__Your goal__
Your task is to output all the records below, word for word.
Start of Records to process
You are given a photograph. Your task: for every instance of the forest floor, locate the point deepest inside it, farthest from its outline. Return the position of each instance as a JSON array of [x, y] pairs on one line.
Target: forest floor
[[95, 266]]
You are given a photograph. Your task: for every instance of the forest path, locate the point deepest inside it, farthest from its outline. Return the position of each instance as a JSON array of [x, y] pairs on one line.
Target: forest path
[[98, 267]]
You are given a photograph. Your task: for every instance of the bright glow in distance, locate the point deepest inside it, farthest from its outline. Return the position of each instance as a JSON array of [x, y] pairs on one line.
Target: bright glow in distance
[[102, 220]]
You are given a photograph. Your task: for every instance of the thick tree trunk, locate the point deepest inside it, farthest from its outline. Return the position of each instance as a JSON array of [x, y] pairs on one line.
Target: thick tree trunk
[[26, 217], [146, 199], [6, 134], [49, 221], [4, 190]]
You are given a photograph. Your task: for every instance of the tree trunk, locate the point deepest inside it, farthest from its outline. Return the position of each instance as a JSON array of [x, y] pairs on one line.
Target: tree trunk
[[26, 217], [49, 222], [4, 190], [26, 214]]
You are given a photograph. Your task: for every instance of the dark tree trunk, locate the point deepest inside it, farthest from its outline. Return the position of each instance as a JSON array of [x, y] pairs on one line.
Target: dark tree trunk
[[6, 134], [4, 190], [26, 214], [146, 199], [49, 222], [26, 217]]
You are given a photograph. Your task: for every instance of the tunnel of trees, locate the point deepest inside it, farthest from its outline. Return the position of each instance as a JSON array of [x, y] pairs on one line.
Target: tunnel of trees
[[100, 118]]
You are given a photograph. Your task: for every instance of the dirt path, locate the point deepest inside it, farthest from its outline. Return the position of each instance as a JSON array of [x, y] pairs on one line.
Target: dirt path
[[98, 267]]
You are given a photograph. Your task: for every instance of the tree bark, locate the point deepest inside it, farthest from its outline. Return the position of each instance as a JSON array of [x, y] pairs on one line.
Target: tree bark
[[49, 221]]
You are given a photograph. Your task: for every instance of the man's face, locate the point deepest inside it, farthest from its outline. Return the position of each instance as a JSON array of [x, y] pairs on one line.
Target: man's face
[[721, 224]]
End of Records to process
__The solution__
You are given a photograph. Your task: for every instance of the forest floor, locate the point deepest inside it, farthest from its outline. Return the position of each instance as a JSON array of [x, y] pairs on one line.
Target: forest floor
[[95, 266]]
You are given a photograph. Your task: for every instance of the forest path, locate the point deepest inside it, farthest from its outline. Return the position of each instance as a JSON array of [x, y] pairs on one line.
Target: forest path
[[98, 267]]
You are given a photograph. Your task: for every instance of the bright glow in distance, locate the point deepest inside it, farthest from its outline. Return the position of each instance as a JSON array of [x, y] pairs on one line.
Target: bright glow in distance
[[102, 220]]
You are given a photograph. Your task: for every instance of the thick tree trunk, locate the point deepest inside it, farthest from its outline. Return the position of each instance as a JSON array of [x, y] pairs on one line.
Target: thick tree trunk
[[26, 217], [146, 199], [6, 134], [49, 221], [4, 190]]
You are given a photograph. Your task: for every instance of the tree trunk, locate the point deepest inside it, farthest from its outline. Return the position of each instance as a JSON array of [x, y] pairs on one line.
Target: tree trunk
[[26, 217], [49, 222], [4, 190], [26, 214]]
You are given a photograph. Your task: for every instance of the dark tree trunk, locate the point deepest inside it, farthest from its outline. Return the position of each instance as a JSON array of [x, y] pairs on one line.
Target: dark tree trunk
[[6, 134], [4, 190], [26, 214], [146, 199], [49, 222], [26, 217]]
You are given a photograph. Your task: for every instance of the tunnel of trees, locate the point deepest inside it, farthest from its outline. Return the position of each instance as a JSON array of [x, y] pairs on one line.
Target: tunnel of trees
[[100, 118]]
You are given a photograph. Your task: for every instance of the dirt path, locate the point deepest inside it, farthest from its outline. Return the position of each instance as a JSON array of [x, y] pairs on one line.
Target: dirt path
[[98, 267]]
You are given a photograph. Your task: for every instance of the tree bark, locate the point deepest inside it, farthest from its outline. Return the position of each instance as a JSON array of [x, y] pairs on one line.
Target: tree bark
[[49, 221]]
You are given a photograph. Your task: for every instance of the man's face, locate the point deepest inside it, farthest from its outline. Return the position of each instance as a JSON array of [x, y] pairs on one line.
Target: man's face
[[721, 224]]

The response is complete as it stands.